**Set problem:** Update the records below, changing every occurrence of "Sample of the form" to "Format example" and leaving everything else as it stands.

**Records for this exercise:**
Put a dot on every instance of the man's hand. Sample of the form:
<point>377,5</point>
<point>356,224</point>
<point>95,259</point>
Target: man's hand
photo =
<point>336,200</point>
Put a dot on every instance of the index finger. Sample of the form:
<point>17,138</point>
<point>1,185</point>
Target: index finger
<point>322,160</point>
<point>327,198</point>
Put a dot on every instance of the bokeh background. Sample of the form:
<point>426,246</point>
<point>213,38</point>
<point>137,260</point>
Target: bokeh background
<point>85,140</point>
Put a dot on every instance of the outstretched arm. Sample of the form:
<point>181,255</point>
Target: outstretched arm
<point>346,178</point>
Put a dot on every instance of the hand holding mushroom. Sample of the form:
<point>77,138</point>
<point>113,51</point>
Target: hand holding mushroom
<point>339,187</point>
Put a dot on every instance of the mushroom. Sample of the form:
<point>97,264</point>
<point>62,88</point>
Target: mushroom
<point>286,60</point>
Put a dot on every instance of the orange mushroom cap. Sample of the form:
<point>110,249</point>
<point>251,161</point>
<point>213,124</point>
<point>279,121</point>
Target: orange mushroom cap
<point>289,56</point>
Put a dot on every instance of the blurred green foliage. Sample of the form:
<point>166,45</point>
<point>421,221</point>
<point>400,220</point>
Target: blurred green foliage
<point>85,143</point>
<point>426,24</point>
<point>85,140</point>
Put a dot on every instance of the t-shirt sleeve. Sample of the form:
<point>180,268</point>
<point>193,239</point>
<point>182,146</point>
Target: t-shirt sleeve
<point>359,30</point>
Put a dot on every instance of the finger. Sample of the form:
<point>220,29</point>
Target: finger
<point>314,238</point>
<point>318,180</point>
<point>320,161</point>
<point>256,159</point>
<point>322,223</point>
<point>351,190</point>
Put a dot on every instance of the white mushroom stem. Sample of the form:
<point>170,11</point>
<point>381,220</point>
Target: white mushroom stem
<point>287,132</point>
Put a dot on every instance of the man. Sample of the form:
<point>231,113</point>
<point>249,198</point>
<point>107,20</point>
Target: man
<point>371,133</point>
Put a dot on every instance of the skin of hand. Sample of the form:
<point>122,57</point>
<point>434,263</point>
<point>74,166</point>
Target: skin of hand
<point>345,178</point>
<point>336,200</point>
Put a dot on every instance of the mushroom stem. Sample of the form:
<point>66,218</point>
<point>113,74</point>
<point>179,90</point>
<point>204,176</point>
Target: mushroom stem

**Full output:**
Put a dot on every instance of the man's hand. Format example:
<point>377,5</point>
<point>356,224</point>
<point>95,259</point>
Target: man's hand
photo =
<point>336,200</point>
Put a dot on every instance of the index finger. Format example:
<point>17,138</point>
<point>1,185</point>
Target: index finger
<point>322,160</point>
<point>327,198</point>
Put a dot on every instance of the bokeh background. Format example:
<point>426,246</point>
<point>213,38</point>
<point>137,260</point>
Target: bokeh background
<point>85,140</point>
Put a dot on every instance of the outstretched arm. Format example:
<point>181,255</point>
Target: outstretched arm
<point>346,178</point>
Put a dot on every instance of the hand holding mushroom. Format example:
<point>77,138</point>
<point>113,51</point>
Target: hand holding mushroom
<point>339,187</point>
Put a dot on every instance of the mushroom. Format example:
<point>97,264</point>
<point>62,88</point>
Target: mushroom
<point>286,60</point>
Put a dot on every instance of the orange mushroom cap. Format example:
<point>110,249</point>
<point>251,161</point>
<point>213,124</point>
<point>279,121</point>
Target: orange mushroom cap
<point>289,56</point>
Put a dot on every instance of the blurred green foliage. Format example:
<point>166,45</point>
<point>421,221</point>
<point>400,220</point>
Target: blurred green foliage
<point>85,143</point>
<point>426,24</point>
<point>85,140</point>
Put a dot on every instance of the t-shirt sleeve. Format example:
<point>180,268</point>
<point>193,239</point>
<point>182,146</point>
Target: t-shirt sleeve
<point>359,30</point>
Put a dot on every instance of the finger. Format example:
<point>220,29</point>
Target: finger
<point>314,238</point>
<point>318,180</point>
<point>320,161</point>
<point>256,159</point>
<point>322,223</point>
<point>351,190</point>
Put a dot on every instance of the white mushroom stem. Format example:
<point>170,11</point>
<point>381,220</point>
Target: white mushroom stem
<point>287,132</point>
Put a dot on every instance of the man. Format example:
<point>231,113</point>
<point>249,198</point>
<point>107,20</point>
Target: man
<point>371,133</point>
Put a dot on every instance of the skin of hand. Format example:
<point>122,57</point>
<point>434,263</point>
<point>74,166</point>
Target: skin of hand
<point>345,178</point>
<point>336,200</point>
Put a dot on every instance of the mushroom stem. Format example:
<point>66,218</point>
<point>113,74</point>
<point>179,90</point>
<point>204,176</point>
Target: mushroom stem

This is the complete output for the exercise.